> The problem:
Would you transcribe all of the entries that follow, word for word?

Content starts

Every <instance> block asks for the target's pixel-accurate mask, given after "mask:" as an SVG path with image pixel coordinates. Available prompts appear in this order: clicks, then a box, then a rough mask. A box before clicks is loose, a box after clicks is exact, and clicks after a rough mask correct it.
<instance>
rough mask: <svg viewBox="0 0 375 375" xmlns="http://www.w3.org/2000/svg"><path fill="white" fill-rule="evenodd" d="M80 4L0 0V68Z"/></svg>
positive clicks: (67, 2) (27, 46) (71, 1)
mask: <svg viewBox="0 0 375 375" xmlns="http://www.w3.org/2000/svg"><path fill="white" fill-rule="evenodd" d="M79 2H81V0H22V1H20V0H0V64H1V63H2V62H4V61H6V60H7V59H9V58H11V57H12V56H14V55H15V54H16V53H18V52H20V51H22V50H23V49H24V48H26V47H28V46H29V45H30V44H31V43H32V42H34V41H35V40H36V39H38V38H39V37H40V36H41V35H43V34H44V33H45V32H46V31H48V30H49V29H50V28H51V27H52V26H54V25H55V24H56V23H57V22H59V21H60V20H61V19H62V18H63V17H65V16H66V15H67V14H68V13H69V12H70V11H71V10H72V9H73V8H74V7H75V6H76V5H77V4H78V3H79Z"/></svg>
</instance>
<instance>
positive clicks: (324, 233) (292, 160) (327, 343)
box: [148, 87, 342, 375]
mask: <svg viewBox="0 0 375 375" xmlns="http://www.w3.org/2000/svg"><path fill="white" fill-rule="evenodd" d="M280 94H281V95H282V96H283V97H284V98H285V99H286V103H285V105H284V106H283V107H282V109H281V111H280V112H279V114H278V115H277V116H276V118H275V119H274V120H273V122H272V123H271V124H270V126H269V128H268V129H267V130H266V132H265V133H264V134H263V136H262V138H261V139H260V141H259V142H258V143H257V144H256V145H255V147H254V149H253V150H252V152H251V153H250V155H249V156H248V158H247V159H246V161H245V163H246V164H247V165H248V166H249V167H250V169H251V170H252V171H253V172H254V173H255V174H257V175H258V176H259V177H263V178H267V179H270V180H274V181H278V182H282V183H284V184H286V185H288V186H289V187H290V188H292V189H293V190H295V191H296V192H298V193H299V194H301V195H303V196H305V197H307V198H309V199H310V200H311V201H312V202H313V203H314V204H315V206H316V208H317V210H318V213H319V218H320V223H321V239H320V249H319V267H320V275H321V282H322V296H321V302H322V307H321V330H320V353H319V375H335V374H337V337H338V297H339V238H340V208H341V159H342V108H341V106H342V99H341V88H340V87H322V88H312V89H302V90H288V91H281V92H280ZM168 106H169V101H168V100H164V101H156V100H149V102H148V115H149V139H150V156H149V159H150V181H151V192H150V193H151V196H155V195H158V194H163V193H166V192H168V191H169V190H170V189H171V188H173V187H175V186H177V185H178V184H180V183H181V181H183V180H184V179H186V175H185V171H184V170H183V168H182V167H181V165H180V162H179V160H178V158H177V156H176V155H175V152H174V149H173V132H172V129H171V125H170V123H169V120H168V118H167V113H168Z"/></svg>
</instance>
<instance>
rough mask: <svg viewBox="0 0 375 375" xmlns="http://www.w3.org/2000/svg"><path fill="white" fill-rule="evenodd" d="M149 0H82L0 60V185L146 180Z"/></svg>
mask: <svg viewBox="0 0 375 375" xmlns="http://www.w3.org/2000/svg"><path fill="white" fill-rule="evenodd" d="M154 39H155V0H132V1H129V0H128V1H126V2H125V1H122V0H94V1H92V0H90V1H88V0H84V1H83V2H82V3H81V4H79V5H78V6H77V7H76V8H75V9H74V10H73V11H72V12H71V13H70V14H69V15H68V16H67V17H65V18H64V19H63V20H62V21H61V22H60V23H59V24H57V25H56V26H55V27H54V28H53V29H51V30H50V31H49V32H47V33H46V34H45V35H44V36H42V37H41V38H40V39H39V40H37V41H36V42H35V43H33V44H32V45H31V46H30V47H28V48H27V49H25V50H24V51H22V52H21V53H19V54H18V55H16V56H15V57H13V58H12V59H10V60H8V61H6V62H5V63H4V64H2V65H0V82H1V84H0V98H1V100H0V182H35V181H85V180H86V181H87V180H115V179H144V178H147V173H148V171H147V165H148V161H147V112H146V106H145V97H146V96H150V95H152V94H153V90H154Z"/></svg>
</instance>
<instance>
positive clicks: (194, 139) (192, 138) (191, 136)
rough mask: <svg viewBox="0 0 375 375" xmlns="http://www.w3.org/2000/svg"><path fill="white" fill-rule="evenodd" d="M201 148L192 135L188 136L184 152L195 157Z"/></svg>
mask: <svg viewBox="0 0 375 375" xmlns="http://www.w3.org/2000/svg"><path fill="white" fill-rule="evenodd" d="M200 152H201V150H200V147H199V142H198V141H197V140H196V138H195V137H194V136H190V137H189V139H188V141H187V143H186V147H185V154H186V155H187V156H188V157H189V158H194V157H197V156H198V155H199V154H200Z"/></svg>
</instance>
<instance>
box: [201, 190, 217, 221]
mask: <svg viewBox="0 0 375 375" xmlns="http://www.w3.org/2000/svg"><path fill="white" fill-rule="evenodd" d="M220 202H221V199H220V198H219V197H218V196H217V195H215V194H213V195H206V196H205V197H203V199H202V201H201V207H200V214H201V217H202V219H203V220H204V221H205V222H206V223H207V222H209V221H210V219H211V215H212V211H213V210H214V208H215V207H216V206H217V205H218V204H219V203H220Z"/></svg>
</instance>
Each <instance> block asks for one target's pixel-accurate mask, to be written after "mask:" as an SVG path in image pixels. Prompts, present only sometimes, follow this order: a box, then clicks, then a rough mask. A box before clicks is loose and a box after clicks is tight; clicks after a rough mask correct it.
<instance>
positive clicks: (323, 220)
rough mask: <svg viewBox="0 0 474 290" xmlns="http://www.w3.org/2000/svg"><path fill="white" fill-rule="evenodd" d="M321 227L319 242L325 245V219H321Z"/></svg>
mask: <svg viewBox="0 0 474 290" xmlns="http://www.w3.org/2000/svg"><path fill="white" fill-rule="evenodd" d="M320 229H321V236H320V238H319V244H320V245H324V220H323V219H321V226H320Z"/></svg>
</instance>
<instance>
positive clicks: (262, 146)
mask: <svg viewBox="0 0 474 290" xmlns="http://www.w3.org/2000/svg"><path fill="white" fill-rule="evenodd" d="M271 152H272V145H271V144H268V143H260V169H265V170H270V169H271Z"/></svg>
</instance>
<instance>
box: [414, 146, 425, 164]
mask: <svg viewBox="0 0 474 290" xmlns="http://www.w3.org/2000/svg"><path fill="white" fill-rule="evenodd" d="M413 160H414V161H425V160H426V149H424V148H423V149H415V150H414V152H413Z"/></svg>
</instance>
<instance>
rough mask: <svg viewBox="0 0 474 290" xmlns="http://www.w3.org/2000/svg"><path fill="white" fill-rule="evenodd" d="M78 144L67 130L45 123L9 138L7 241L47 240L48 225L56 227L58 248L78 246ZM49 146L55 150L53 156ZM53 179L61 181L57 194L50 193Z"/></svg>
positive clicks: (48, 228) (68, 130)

Content ends

> Written response:
Every <instance> block asks for the target's pixel-accurate mask, given after "mask:" as an SVG path with image pixel coordinates. Available prompts appear in this order: clicks, then a box, then a rough mask. A box before clicks is loose, a box after clicks is exact, and clicks after a rough mask correct it.
<instance>
rough mask: <svg viewBox="0 0 375 375" xmlns="http://www.w3.org/2000/svg"><path fill="white" fill-rule="evenodd" d="M80 4L0 0V68Z"/></svg>
positive clicks: (67, 2) (27, 46) (71, 1)
mask: <svg viewBox="0 0 375 375" xmlns="http://www.w3.org/2000/svg"><path fill="white" fill-rule="evenodd" d="M79 2H81V0H22V1H20V0H0V64H1V63H2V62H4V61H6V60H7V59H9V58H11V57H12V56H14V55H15V54H16V53H18V52H20V51H22V50H23V49H24V48H26V47H28V46H29V45H30V44H31V43H32V42H34V41H35V40H36V39H38V38H39V37H40V36H41V35H43V34H44V33H45V32H46V31H48V30H49V29H50V28H51V27H52V26H54V25H55V24H56V23H57V22H59V21H60V20H61V19H62V18H63V17H65V16H66V15H67V14H68V13H69V12H70V11H71V10H72V9H73V8H74V7H75V6H76V5H77V4H78V3H79Z"/></svg>
</instance>
<instance>
positive clicks: (324, 233) (292, 160) (327, 343)
box: [148, 87, 342, 375]
mask: <svg viewBox="0 0 375 375" xmlns="http://www.w3.org/2000/svg"><path fill="white" fill-rule="evenodd" d="M280 94H281V95H282V96H283V97H284V98H285V99H286V103H285V105H284V106H283V107H282V109H281V111H280V112H279V114H278V115H277V116H276V118H275V119H274V120H273V122H272V123H271V124H270V126H269V128H268V129H267V130H266V132H265V133H264V134H263V136H262V138H261V139H260V141H259V142H258V143H257V144H256V145H255V147H254V149H253V150H252V152H251V153H250V155H249V156H248V158H247V159H246V161H245V163H246V164H247V165H248V166H249V167H250V169H251V170H252V171H253V172H254V173H255V174H257V175H258V176H259V177H263V178H267V179H270V180H274V181H278V182H282V183H284V184H286V185H288V186H289V187H290V188H292V189H293V190H295V191H296V192H298V193H299V194H301V195H303V196H305V197H307V198H309V199H310V200H311V201H312V202H313V203H314V204H315V206H316V208H317V210H318V213H319V218H320V223H321V239H320V249H319V267H320V275H321V282H322V296H321V302H322V307H321V330H320V353H319V375H335V374H337V337H338V297H339V238H340V208H341V159H342V108H341V106H342V99H341V88H340V87H322V88H312V89H302V90H288V91H281V92H280ZM168 106H169V101H168V100H164V101H156V100H149V102H148V115H149V139H150V156H149V159H150V181H151V192H150V193H151V196H155V195H158V194H163V193H166V192H168V191H169V190H170V189H171V188H173V187H175V186H177V185H178V184H180V183H181V181H183V180H184V179H186V175H185V171H184V170H183V168H182V167H181V165H180V162H179V160H178V158H177V156H176V155H175V152H174V149H173V132H172V129H171V125H170V123H169V120H168V118H167V113H168Z"/></svg>
</instance>
<instance>
rough mask: <svg viewBox="0 0 375 375" xmlns="http://www.w3.org/2000/svg"><path fill="white" fill-rule="evenodd" d="M149 0H82L0 60V185L146 180Z"/></svg>
mask: <svg viewBox="0 0 375 375" xmlns="http://www.w3.org/2000/svg"><path fill="white" fill-rule="evenodd" d="M154 39H155V0H132V1H129V0H128V1H126V2H125V1H122V0H94V1H92V0H90V1H88V0H84V1H83V2H82V3H81V4H79V5H78V6H77V7H76V8H75V9H74V10H73V11H72V12H71V13H70V14H69V15H68V16H67V17H65V18H64V19H63V20H62V21H61V22H60V23H59V24H57V25H56V26H55V27H54V28H53V29H51V30H50V31H49V32H47V33H46V34H45V35H44V36H42V37H41V38H40V39H39V40H37V41H36V42H35V43H33V44H32V45H31V46H30V47H28V48H27V49H25V50H24V51H22V52H21V53H19V54H18V55H16V56H15V57H13V58H12V59H10V60H8V61H6V62H5V63H4V64H2V65H0V82H1V84H0V98H1V100H0V182H35V181H85V180H86V181H87V180H115V179H144V178H147V173H148V171H147V165H148V161H147V112H146V106H145V97H146V96H150V95H152V94H153V90H154Z"/></svg>
</instance>
<instance>
positive clicks: (194, 139) (192, 138) (191, 136)
rough mask: <svg viewBox="0 0 375 375" xmlns="http://www.w3.org/2000/svg"><path fill="white" fill-rule="evenodd" d="M201 148L192 135L188 136L184 152L195 157Z"/></svg>
mask: <svg viewBox="0 0 375 375" xmlns="http://www.w3.org/2000/svg"><path fill="white" fill-rule="evenodd" d="M200 152H201V150H200V147H199V142H198V141H197V140H196V138H195V137H194V136H190V137H189V139H188V141H187V143H186V147H185V154H186V155H187V156H188V157H189V158H194V157H197V156H198V155H199V154H200Z"/></svg>
</instance>
<instance>
box: [201, 190, 217, 221]
mask: <svg viewBox="0 0 375 375" xmlns="http://www.w3.org/2000/svg"><path fill="white" fill-rule="evenodd" d="M220 202H221V199H220V198H219V197H218V196H217V195H215V194H213V195H206V196H205V197H203V199H202V201H201V207H200V214H201V217H202V219H203V220H204V221H205V222H206V223H207V222H209V221H210V219H211V215H212V211H213V210H214V208H215V207H216V206H217V205H218V204H219V203H220Z"/></svg>
</instance>
Each <instance> block asks for one target's pixel-accurate mask, to be written after "mask:" as an SVG path in image pixels. Prompts, present only sometimes, follow this order: a box, then clicks, then a rough mask. A box before clicks is loose and a box after clicks is tight; clicks after a rough mask correct it.
<instance>
positive clicks: (323, 220)
rough mask: <svg viewBox="0 0 474 290" xmlns="http://www.w3.org/2000/svg"><path fill="white" fill-rule="evenodd" d="M321 227L319 242L325 245V219H321Z"/></svg>
mask: <svg viewBox="0 0 474 290" xmlns="http://www.w3.org/2000/svg"><path fill="white" fill-rule="evenodd" d="M320 229H321V236H320V238H319V244H320V245H324V220H323V219H321V226H320Z"/></svg>
</instance>
<instance>
positive clicks: (262, 146)
mask: <svg viewBox="0 0 474 290" xmlns="http://www.w3.org/2000/svg"><path fill="white" fill-rule="evenodd" d="M271 152H272V145H271V144H268V143H260V169H265V170H270V169H271Z"/></svg>
</instance>
<instance>
box: [414, 146, 425, 164]
mask: <svg viewBox="0 0 474 290" xmlns="http://www.w3.org/2000/svg"><path fill="white" fill-rule="evenodd" d="M413 160H414V161H425V160H426V149H424V148H423V149H415V150H414V152H413Z"/></svg>
</instance>
<instance>
rough mask: <svg viewBox="0 0 474 290" xmlns="http://www.w3.org/2000/svg"><path fill="white" fill-rule="evenodd" d="M78 144L67 130L45 123L9 138L7 241L47 240L48 225L56 227L58 248L78 246ZM49 146L55 150L53 156ZM53 179L61 181L57 194L50 193Z"/></svg>
positive clicks: (48, 228) (68, 130)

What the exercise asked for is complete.